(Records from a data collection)
━━━

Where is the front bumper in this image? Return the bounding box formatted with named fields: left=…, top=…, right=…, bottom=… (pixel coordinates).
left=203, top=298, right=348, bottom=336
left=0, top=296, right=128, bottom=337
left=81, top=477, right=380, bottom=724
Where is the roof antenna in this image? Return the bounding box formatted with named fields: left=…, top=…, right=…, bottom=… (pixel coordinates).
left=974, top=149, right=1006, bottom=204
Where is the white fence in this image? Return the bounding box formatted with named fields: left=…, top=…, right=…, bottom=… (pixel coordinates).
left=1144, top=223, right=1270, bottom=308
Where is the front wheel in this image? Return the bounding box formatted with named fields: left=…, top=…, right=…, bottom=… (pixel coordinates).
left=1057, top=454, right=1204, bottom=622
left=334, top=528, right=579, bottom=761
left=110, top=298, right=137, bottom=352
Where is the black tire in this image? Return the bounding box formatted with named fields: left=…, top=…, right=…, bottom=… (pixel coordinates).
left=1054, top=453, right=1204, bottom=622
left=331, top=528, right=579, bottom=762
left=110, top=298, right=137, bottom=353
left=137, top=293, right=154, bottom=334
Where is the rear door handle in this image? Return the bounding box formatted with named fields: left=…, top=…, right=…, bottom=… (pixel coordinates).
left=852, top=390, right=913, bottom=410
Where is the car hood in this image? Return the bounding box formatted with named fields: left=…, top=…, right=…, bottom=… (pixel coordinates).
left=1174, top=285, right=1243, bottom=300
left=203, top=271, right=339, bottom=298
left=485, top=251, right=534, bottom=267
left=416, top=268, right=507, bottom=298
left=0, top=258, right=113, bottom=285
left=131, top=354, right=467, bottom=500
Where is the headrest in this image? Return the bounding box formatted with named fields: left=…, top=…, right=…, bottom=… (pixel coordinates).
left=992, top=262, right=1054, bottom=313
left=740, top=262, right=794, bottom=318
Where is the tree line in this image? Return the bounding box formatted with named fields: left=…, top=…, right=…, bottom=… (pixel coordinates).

━━━

| Problem requirements |
Extract every line of the data above and reproduce each one word for word, without changing any character.

| Answer to this exercise |
Where is the front bumper in this image? Return the bounding box formatted with named fields: left=…, top=…, right=…, bottom=… (pixel coordinates).
left=203, top=298, right=348, bottom=336
left=0, top=296, right=128, bottom=337
left=81, top=477, right=380, bottom=724
Where is the roof antenna in this image? Return the bounding box formatted with named fields: left=…, top=…, right=…, bottom=… (pixel coordinates).
left=974, top=149, right=1006, bottom=204
Where is the white fence in this image? Return the bounding box formatted with named fields: left=…, top=…, right=…, bottom=… (pixel coordinates).
left=1144, top=223, right=1270, bottom=308
Where is the front wheel in this image? Return the bounding box formatted with named fields: left=…, top=…, right=…, bottom=… (pixel coordinates).
left=1057, top=454, right=1204, bottom=622
left=334, top=528, right=579, bottom=761
left=110, top=298, right=137, bottom=352
Where is the black tire in this image? Return the bounding box formatted with named fields: left=…, top=…, right=…, bottom=… (pixel coordinates).
left=1054, top=453, right=1204, bottom=622
left=331, top=528, right=579, bottom=762
left=110, top=298, right=137, bottom=353
left=137, top=293, right=154, bottom=334
Where is the rear door handle in this image? Return the bounding box formatted with named fields: left=…, top=…, right=…, bottom=… (pixel coordinates).
left=852, top=390, right=913, bottom=410
Where is the car hood in this image? Return the bounding box formatted with named fields: left=…, top=…, right=…, bottom=… (pixel coordinates).
left=1174, top=285, right=1243, bottom=300
left=203, top=271, right=339, bottom=298
left=485, top=251, right=534, bottom=267
left=416, top=268, right=507, bottom=298
left=0, top=258, right=113, bottom=285
left=131, top=354, right=467, bottom=500
Where is the headrest in this image? Return the bounding box formatted with named fields: left=…, top=…, right=…, bottom=… (pixel coordinates).
left=992, top=262, right=1054, bottom=313
left=740, top=262, right=794, bottom=318
Where is the tree line in this image? Return the bounding box formatted with named fields: left=…, top=…, right=…, bottom=… (pixel coordinates).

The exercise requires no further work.